» What you are asked to do
Quote every line below exactly and skip any picture.

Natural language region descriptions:
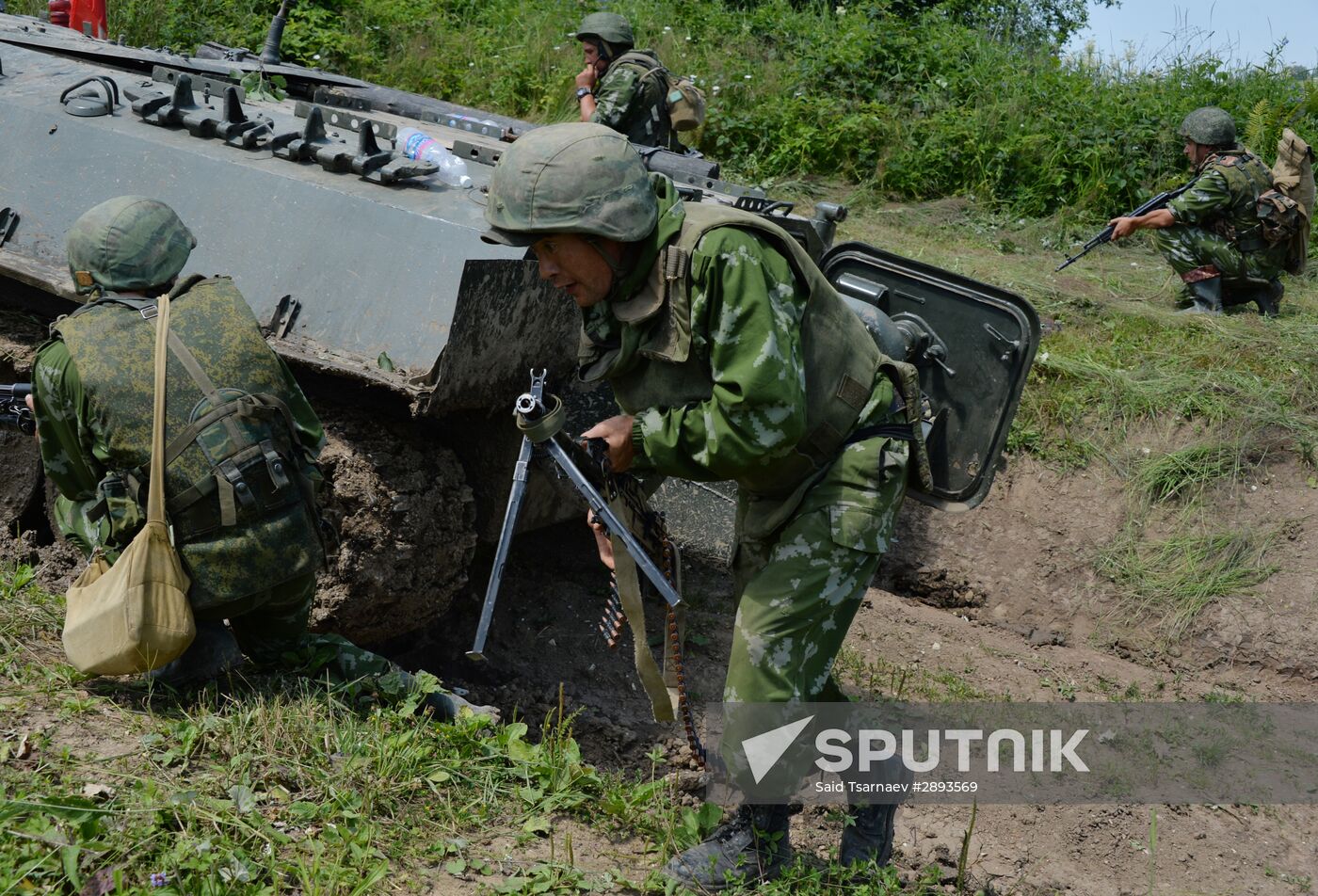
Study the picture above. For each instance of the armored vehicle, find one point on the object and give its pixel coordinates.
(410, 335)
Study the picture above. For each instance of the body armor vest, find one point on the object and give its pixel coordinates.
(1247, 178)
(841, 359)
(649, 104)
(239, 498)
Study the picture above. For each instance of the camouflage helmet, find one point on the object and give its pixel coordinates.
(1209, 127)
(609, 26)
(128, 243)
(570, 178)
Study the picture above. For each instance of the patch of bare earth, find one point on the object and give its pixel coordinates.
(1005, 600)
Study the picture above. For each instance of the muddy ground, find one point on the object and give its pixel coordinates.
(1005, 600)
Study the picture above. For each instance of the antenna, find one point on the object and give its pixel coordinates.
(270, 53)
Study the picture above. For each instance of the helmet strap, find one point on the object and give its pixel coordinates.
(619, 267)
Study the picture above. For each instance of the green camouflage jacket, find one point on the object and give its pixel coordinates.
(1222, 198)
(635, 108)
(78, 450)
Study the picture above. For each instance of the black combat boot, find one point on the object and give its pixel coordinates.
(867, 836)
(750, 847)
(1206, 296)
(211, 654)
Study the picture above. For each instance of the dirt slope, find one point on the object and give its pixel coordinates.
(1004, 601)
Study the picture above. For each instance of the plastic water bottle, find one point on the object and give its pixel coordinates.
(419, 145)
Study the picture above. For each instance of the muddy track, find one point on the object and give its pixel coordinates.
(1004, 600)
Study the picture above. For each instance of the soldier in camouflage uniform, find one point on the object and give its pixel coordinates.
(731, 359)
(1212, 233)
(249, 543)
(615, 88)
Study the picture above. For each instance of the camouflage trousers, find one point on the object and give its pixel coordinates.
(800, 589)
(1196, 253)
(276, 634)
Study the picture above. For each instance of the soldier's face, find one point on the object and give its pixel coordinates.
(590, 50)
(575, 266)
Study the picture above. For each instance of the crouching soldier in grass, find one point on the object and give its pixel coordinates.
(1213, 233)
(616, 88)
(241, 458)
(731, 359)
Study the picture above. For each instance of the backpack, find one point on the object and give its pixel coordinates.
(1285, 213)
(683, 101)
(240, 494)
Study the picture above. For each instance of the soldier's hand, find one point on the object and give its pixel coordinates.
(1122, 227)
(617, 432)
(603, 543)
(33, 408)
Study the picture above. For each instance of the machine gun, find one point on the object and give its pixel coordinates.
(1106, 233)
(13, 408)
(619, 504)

» The completed task
Study the picture above. For each instance of the armored vehicle, find one point on the object and give its pixel coordinates.
(410, 335)
Study the picture above. For each instance of the body armor vest, find one point on the object and give its pixel coordinates.
(1247, 178)
(841, 359)
(649, 104)
(239, 498)
Study the picture above. For each instance of the camouflage helmet, find one point on the object and give its pixel coordinates.
(1209, 127)
(609, 26)
(128, 243)
(570, 178)
Study the picture above. For each instance of the patch of bare earth, find one point on the object and give its pixel coordinates.
(1005, 600)
Study the picture above. For each instance of the muddy ground, find one point on the object and give its pixel coordinates.
(1005, 600)
Study the picture above. For each instance of the antenna, find one point on the object and give its pixel coordinates.
(270, 53)
Study the picture above. For each instance of the helmet strap, find one point on the object and give its pixel coordinates.
(619, 267)
Study the picture above. For each instance of the green camouflage jacket, find one point on the object and give its pixel coordinates.
(1222, 198)
(635, 108)
(78, 450)
Study the picture above. For each instance of the black combat boot, find one point on the object and give its pixel coordinates.
(867, 836)
(750, 847)
(1206, 296)
(211, 654)
Study the picture above. For each instance of the dirt slope, find one point on the object and give its pixel coordinates.
(1004, 601)
Study the picture above. For each instance of the plastic water bottle, find one point on the object and give its pixel coordinates.
(419, 145)
Study the picture above. For each instance of the muddy track, find one point on the object and give its pixel coordinates.
(1004, 600)
Study the picture above. For each instance of the soldier in camouflage uniform, find one point on the object and give its pixel coordinates.
(731, 359)
(1212, 233)
(249, 543)
(615, 88)
Study the picture above. For each instance of the camouflage trousers, find one point on the object and give its pixel coordinates.
(800, 589)
(1196, 253)
(276, 634)
Study the picture above. For each instance of the soldier's face, find one point on the object and give its pixel coordinates.
(590, 50)
(575, 266)
Study the picture above. For each instance of the crouching soldier in grass, find one point on the object and give its pixel coordinates.
(1213, 233)
(616, 88)
(241, 458)
(731, 359)
Study the picture above. For each instance of the backpack, find one point on the object and give its pixel coordinates.
(1285, 213)
(683, 101)
(240, 494)
Study the picture above. For each instance of the soldier's hand, find one point on the object and give its pixel coordinates.
(1122, 227)
(617, 432)
(603, 543)
(33, 408)
Study the picture above. For each instance of the machine gun, find one point on the object and give its pixel coordinates.
(1106, 233)
(13, 408)
(619, 504)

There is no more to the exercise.